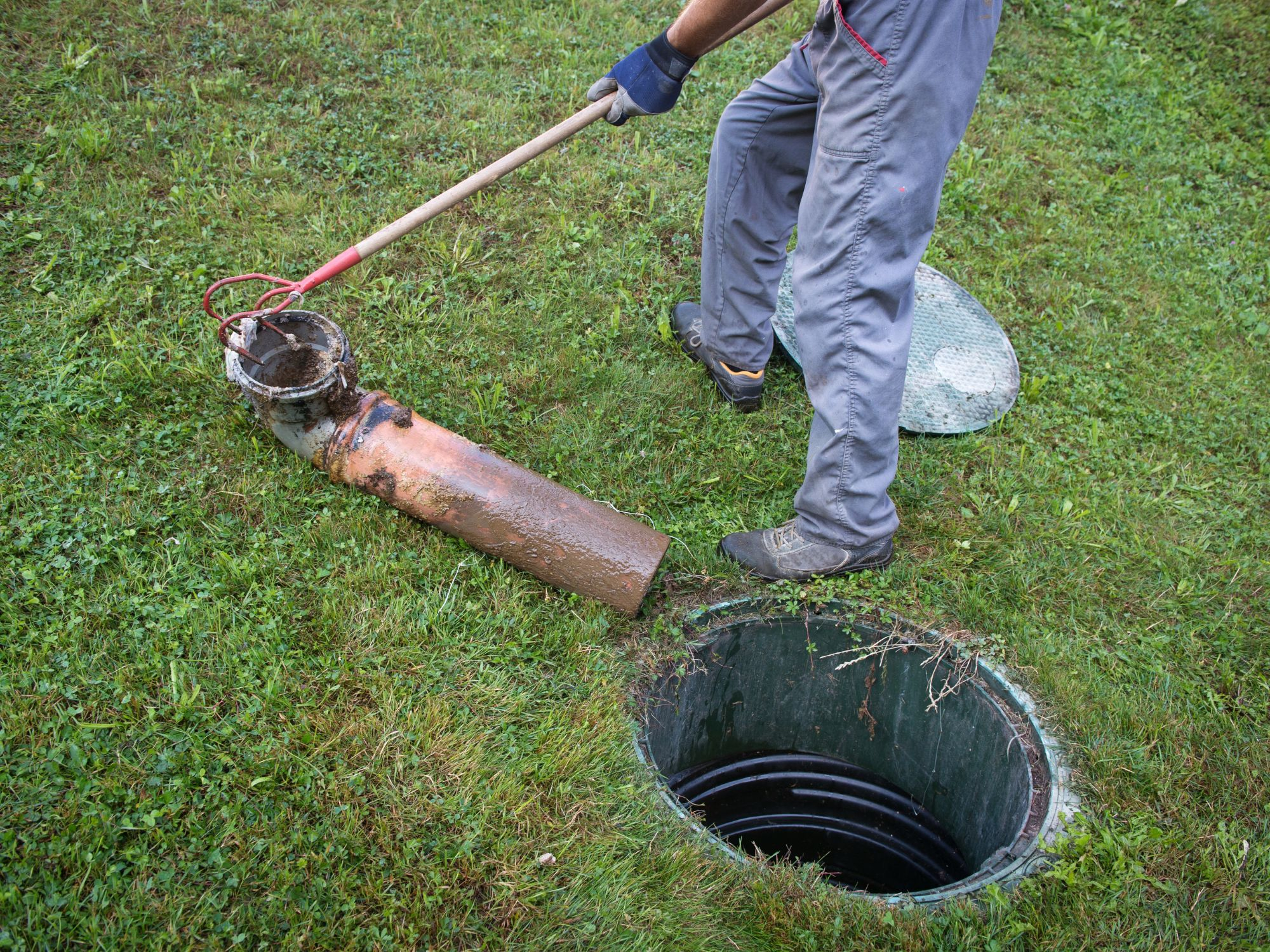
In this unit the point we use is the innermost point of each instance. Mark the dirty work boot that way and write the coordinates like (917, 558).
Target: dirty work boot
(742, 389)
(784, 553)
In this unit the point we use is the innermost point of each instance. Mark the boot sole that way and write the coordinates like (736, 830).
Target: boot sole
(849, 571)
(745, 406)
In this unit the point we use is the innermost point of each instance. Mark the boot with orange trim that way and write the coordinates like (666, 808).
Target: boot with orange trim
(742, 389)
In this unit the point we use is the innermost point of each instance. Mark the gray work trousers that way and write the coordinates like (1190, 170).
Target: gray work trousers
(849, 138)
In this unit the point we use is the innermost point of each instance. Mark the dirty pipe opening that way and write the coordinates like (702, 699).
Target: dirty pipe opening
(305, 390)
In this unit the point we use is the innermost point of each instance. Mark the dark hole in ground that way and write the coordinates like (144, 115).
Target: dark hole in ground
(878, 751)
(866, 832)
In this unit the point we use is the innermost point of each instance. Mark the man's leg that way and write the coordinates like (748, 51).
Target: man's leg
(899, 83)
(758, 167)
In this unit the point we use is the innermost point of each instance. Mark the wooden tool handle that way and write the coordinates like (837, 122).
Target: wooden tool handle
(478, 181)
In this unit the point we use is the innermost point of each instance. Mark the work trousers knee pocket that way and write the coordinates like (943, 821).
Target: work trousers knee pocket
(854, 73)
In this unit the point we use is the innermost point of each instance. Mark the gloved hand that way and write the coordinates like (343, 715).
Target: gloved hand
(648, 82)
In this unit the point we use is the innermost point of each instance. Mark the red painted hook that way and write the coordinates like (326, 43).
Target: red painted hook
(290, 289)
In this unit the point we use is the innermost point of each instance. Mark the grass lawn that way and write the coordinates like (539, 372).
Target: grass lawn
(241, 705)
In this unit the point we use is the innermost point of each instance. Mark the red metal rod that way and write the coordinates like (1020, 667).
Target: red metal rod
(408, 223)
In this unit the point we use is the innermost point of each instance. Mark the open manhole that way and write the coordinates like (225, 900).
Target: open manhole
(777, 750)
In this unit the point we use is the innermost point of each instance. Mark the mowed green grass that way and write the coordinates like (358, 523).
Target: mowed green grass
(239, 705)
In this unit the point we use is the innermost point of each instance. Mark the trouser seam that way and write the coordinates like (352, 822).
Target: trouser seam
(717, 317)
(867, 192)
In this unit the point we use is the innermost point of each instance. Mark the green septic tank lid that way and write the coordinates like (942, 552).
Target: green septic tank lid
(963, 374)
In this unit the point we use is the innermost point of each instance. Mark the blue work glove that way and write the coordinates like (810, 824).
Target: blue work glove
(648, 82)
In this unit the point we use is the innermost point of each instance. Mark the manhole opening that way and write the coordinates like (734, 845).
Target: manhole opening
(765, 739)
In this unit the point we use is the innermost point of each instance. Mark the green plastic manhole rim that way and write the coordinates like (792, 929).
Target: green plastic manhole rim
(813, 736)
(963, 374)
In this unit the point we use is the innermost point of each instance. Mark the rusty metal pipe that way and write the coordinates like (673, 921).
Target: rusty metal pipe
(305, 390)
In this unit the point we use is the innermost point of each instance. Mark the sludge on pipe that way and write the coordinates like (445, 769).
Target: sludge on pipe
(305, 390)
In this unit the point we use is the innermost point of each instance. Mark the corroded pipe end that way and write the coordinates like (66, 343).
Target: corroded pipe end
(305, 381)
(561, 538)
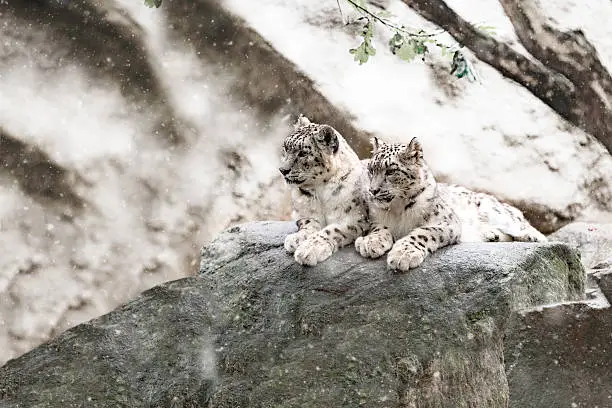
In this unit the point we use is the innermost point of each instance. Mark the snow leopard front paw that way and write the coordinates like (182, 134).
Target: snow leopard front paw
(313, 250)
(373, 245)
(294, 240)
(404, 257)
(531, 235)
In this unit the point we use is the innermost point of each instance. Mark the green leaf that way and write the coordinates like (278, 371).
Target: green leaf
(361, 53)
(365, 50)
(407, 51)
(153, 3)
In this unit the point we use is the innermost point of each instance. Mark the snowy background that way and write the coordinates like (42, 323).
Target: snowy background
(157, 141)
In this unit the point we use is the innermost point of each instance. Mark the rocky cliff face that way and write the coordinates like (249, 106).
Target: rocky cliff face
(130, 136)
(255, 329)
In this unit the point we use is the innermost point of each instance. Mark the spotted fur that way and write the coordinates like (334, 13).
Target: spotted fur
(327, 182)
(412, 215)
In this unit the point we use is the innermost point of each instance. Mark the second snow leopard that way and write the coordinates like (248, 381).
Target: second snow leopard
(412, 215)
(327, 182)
────────────────
__Requirements__: Express all the items above as a JSON list of strings, one string per line, with blank lines and the picture lines omitted.

__Solution to the exercise__:
[
  "In this unit the point we use is the innermost point of each instance. Mark the dirty work boot that way and write the coordinates like (917, 558).",
  "Target: dirty work boot",
  "(742, 389)",
  "(784, 553)",
  "In this unit the point we use is the innermost point of each instance. Mark the boot sole that way and write the coordinates like (736, 830).",
  "Target: boot sole",
  "(849, 571)",
  "(745, 406)",
  "In this unit the point we use is the innermost point of each instance. Mark the boot with orange trim that way and write the coordinates like (666, 808).",
  "Target: boot with orange trim",
  "(742, 389)",
  "In this unit the point we use is the innermost point of each instance. Mark the gray work trousers that way and write the coordinates like (1190, 170).",
  "Target: gray work trousers",
  "(849, 138)",
  "In this unit the point we use is the innermost point of each instance. Mark the dirty pipe opening that way and write the coordinates like (702, 699).",
  "Target: dirty pipe opening",
  "(305, 390)",
  "In this unit the point we use is the innermost point of each instance. Mark the dark hole in ground that way and write the coordinates like (144, 115).",
  "Target: dark hole in ground",
  "(878, 751)",
  "(866, 832)",
  "In this unit the point we use is the innermost point of each instance. Mark the man's leg that way and write the coordinates like (748, 51).",
  "Target: man's leg",
  "(899, 83)",
  "(758, 167)",
  "In this unit the point we use is the innermost point of each instance. Mark the wooden tool handle that way and write the coordinates like (837, 122).",
  "Target: wooden tool handle",
  "(478, 181)",
  "In this unit the point we use is the innermost point of each instance. Mark the work trousers knee pocket that way and write the coordinates like (943, 821).",
  "Target: work trousers knee pocket",
  "(854, 73)",
  "In this unit the point we use is the innermost point of each instance. Mark the gloved hand that way and write the coordinates like (343, 715).",
  "Target: gloved hand",
  "(648, 82)",
  "In this unit the point we use is the innermost point of each instance. Mark the red painted hook that way and write the coordinates like (326, 43).",
  "Target: red painted hook",
  "(290, 289)",
  "In this unit the point we use is the innermost point of each instance. Mark the grass lawn that way and write the coordinates like (539, 372).",
  "Target: grass lawn",
  "(241, 705)",
  "In this unit the point we use is the innermost point of each instance. Mark the red metal rod that way and write the coordinates like (1020, 667).",
  "Target: red metal rod",
  "(408, 223)",
  "In this unit the point we use is the innermost point of each instance. Mark the open manhole that way and write the coordinates like (225, 900).",
  "Target: open manhole",
  "(777, 750)",
  "In this unit the point we use is the innermost point of each instance. Mark the mowed green grass that way and write the coordinates like (358, 523).",
  "Target: mowed green grass",
  "(239, 705)",
  "In this unit the point we use is the innermost point of each instance. Mark the trouser seam that way and write the coordinates like (352, 822).",
  "Target: trouser seam",
  "(717, 317)",
  "(867, 192)",
  "In this unit the point we use is the innermost point of each instance. Mark the green septic tank lid that way and write the coordinates like (942, 552).",
  "Target: green septic tank lid",
  "(963, 374)",
  "In this unit the point we use is the innermost point of each instance. Mark the blue work glove that way and write the coordinates like (810, 824).",
  "Target: blue work glove",
  "(648, 82)",
  "In this unit the point we use is the innermost point of each instance. Mark the manhole opening that way and write the coordinates like (734, 845).",
  "Target: manhole opening",
  "(765, 739)",
  "In this unit the point we use is the innermost point of each instance. Mark the green plastic manhole rim that way and write the coordinates like (792, 929).",
  "Target: green plastic manhole rim",
  "(813, 736)",
  "(963, 374)",
  "In this unit the point we use is the innermost point of each instance. Mark the rusty metal pipe that way and write the coordinates like (673, 921).",
  "Target: rusty metal pipe",
  "(305, 390)",
  "In this unit the point we use is the innermost point of each instance. Mark the sludge on pipe that way and write the coordinates like (445, 769).",
  "Target: sludge on pipe",
  "(305, 390)",
  "In this unit the point we use is the innermost point of each instance. Mark the corroded pipe end that way and write the coordinates like (66, 343).",
  "Target: corroded pipe end",
  "(305, 381)",
  "(561, 538)",
  "In this unit the point we use is the innermost point of each instance. Mark the snow leopard front paw that way and write the coordinates like (182, 134).",
  "Target: snow leopard front paw",
  "(313, 250)",
  "(373, 245)",
  "(294, 240)",
  "(404, 257)",
  "(531, 235)",
  "In this unit the point we use is the innermost point of each instance. Mark the green leaf that way and write the coordinates like (278, 371).",
  "Target: green leaf",
  "(361, 53)",
  "(365, 50)",
  "(407, 51)",
  "(153, 3)",
  "In this unit the point we use is the innermost point of each instance. Mark the snowy background that way and write the coordinates like (42, 323).",
  "Target: snowy background",
  "(157, 141)",
  "In this unit the point we use is the innermost point of each instance. Mark the rocky cliff face that way and write the coordinates like (249, 106).",
  "Target: rocky cliff face",
  "(130, 136)",
  "(255, 329)",
  "In this unit the point we use is the innermost point of each instance. Mark the spotted fur that way and write the coordinates like (334, 13).",
  "Target: spotted fur",
  "(327, 182)",
  "(412, 215)",
  "In this unit the point we use is the innermost point of each instance. Mark the second snow leopard that way and write the coordinates like (248, 381).",
  "Target: second snow leopard",
  "(412, 215)",
  "(327, 182)"
]